* start *

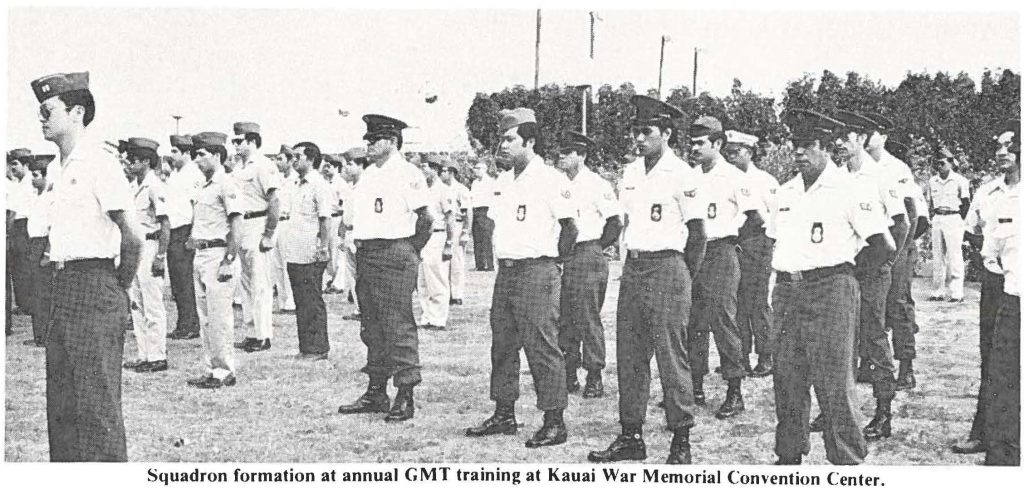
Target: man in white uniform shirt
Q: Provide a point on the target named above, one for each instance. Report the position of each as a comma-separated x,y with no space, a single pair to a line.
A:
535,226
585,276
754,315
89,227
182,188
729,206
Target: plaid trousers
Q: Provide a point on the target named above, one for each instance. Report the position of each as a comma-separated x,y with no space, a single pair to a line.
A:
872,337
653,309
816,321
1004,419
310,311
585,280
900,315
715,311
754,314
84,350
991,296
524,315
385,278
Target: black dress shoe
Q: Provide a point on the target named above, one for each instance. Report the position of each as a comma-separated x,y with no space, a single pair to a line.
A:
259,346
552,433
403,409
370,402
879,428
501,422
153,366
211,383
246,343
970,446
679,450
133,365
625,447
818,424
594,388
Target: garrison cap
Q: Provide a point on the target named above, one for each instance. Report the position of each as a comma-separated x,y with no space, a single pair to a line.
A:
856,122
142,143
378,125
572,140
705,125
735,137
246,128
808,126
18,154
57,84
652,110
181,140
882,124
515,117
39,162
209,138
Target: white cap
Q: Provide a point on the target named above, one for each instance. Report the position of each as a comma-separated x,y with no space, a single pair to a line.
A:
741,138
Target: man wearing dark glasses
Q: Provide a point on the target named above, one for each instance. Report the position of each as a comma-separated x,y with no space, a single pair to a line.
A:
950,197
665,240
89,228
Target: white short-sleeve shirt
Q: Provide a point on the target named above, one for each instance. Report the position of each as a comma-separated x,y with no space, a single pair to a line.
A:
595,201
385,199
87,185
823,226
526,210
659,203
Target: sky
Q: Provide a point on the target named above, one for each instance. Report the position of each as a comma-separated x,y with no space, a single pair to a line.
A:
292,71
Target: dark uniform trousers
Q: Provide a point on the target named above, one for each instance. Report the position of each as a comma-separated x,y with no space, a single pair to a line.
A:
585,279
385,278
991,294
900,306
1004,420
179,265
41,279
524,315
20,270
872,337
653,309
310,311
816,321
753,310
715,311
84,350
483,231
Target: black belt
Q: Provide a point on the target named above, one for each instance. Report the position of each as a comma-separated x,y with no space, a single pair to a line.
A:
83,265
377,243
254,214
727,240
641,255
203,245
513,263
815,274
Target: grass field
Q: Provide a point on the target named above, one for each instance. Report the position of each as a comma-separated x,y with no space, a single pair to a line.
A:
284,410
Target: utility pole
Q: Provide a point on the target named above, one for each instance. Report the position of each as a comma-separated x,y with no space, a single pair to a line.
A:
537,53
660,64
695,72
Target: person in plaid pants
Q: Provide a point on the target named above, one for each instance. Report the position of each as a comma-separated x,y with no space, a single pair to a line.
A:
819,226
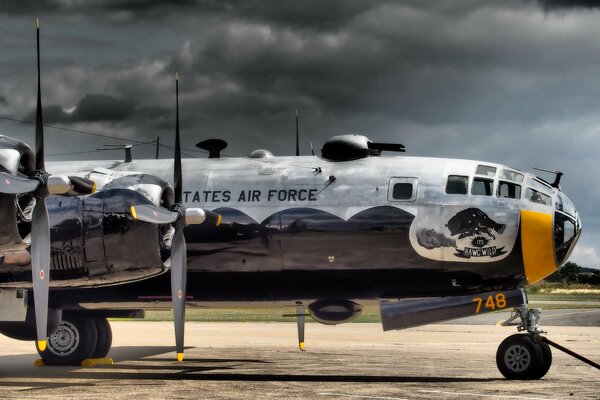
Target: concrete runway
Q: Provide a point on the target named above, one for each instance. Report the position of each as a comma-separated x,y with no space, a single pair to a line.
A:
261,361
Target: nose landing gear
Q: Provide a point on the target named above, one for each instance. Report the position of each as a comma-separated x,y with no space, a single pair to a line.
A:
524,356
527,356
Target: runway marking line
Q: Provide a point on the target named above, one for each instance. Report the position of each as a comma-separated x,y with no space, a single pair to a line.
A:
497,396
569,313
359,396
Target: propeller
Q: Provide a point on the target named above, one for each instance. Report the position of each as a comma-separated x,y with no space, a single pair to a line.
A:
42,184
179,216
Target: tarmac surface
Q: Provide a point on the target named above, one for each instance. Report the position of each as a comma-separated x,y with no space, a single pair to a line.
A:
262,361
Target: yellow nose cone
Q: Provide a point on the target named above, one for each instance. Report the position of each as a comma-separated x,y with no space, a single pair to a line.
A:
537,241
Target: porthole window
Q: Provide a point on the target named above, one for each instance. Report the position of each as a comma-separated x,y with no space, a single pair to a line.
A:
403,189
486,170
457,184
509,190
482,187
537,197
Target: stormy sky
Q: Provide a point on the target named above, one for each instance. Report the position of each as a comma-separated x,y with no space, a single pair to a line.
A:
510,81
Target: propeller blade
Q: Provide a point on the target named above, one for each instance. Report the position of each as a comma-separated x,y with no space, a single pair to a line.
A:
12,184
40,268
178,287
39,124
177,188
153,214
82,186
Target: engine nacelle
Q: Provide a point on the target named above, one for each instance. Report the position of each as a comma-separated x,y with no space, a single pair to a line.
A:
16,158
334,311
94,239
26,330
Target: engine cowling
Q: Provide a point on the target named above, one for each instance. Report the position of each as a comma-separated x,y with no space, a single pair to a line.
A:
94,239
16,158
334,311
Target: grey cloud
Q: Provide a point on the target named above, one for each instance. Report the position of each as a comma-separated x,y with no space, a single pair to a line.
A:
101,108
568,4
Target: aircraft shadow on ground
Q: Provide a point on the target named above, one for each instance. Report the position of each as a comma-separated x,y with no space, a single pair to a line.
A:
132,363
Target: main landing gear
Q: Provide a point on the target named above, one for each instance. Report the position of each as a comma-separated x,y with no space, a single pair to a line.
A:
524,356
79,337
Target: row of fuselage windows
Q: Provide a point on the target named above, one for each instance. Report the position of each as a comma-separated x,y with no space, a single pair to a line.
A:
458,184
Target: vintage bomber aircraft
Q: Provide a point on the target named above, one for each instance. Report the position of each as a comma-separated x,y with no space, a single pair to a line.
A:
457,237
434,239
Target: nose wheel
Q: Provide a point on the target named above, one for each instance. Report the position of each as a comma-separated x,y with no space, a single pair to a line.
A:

* end *

— Goal of the exercise —
Copy out, word for word, the lines above from the one containing "Target: vintage bomber aircraft" through the final line, including both of those.

— Finished exercise —
Target: vintage bomber aircraft
Q: Provide a point on the target named above, one for each instance. Report the position of each as a comma-separated x,y with no space, a single pair to a line.
A:
457,237
434,239
Target: nose wheel
Q: Provide a point on the target named above, one for each instance. Report the position of each as a comma-separated x,y with no space, a single pair to a line.
A:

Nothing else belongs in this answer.